→ Task material
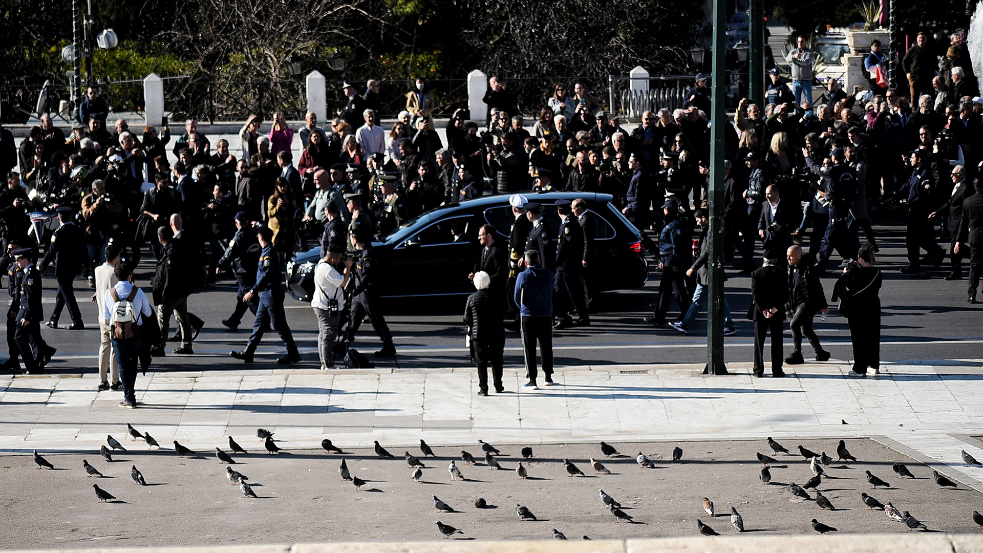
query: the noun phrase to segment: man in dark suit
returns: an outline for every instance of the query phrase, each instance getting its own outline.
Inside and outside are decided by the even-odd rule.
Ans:
[[[51,311],[51,320],[45,323],[49,329],[58,327],[58,317],[62,309],[68,305],[68,314],[72,324],[66,330],[76,331],[85,328],[79,302],[75,299],[75,277],[88,268],[86,232],[72,219],[73,210],[68,206],[58,208],[58,221],[61,226],[51,237],[48,251],[41,260],[39,271],[43,271],[52,261],[55,262],[55,279],[58,281],[58,296],[55,298],[55,308]]]
[[[953,251],[965,255],[963,250],[969,246],[969,287],[966,289],[966,301],[976,303],[976,286],[980,281],[980,272],[983,272],[983,182],[976,182],[976,194],[962,202],[962,214],[959,216],[959,241]]]
[[[754,376],[765,376],[765,336],[772,333],[772,376],[785,376],[781,370],[781,334],[785,320],[788,285],[785,275],[765,259],[764,266],[751,273],[751,315],[754,319]]]
[[[962,202],[973,194],[973,187],[966,180],[966,168],[962,165],[953,167],[953,188],[949,191],[950,196],[946,203],[938,210],[929,215],[929,218],[935,218],[940,213],[946,214],[946,228],[953,234],[950,244],[951,270],[947,280],[962,279],[962,254],[955,252],[955,244],[959,241],[959,218],[962,216]]]
[[[796,206],[781,203],[778,185],[773,184],[765,190],[758,217],[758,236],[763,242],[761,248],[765,259],[784,259],[785,250],[792,245],[793,217],[798,211]]]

→ Job
Can you retype every line of the listing above word for word, leaving the pictures out of your answer?

→ Response to the task
query: the noun phrase to segment: man in dark suit
returns: an outline for every instance of the query phrase, each instance getting its own outline.
Inside and outside are decided by the even-odd rule.
Ans:
[[[51,311],[51,320],[45,323],[49,329],[58,327],[58,317],[62,309],[68,305],[68,314],[72,324],[66,330],[76,331],[85,328],[79,302],[75,299],[75,277],[88,268],[86,232],[72,219],[73,210],[68,206],[58,208],[58,221],[61,226],[51,237],[48,251],[41,260],[39,271],[43,271],[52,261],[55,262],[55,279],[58,281],[58,296],[55,298],[55,308]]]
[[[953,251],[965,255],[963,250],[969,246],[969,287],[966,289],[966,301],[976,303],[976,286],[980,281],[980,272],[983,272],[983,182],[976,182],[976,194],[962,202],[962,214],[959,216],[959,241]]]
[[[754,376],[765,376],[765,336],[772,333],[772,376],[785,376],[781,370],[781,334],[785,320],[788,285],[785,275],[765,259],[764,266],[751,273],[751,315],[754,319]]]
[[[962,202],[973,194],[973,187],[966,180],[966,168],[962,165],[953,167],[953,188],[949,191],[950,196],[946,203],[938,210],[929,215],[929,218],[935,218],[940,213],[946,214],[946,228],[953,234],[950,244],[951,270],[947,280],[962,279],[962,254],[955,252],[955,244],[959,241],[959,218],[962,216]]]
[[[796,206],[781,203],[778,185],[773,184],[765,190],[758,217],[758,236],[763,242],[761,248],[765,259],[784,259],[785,250],[792,245],[793,217],[798,211]]]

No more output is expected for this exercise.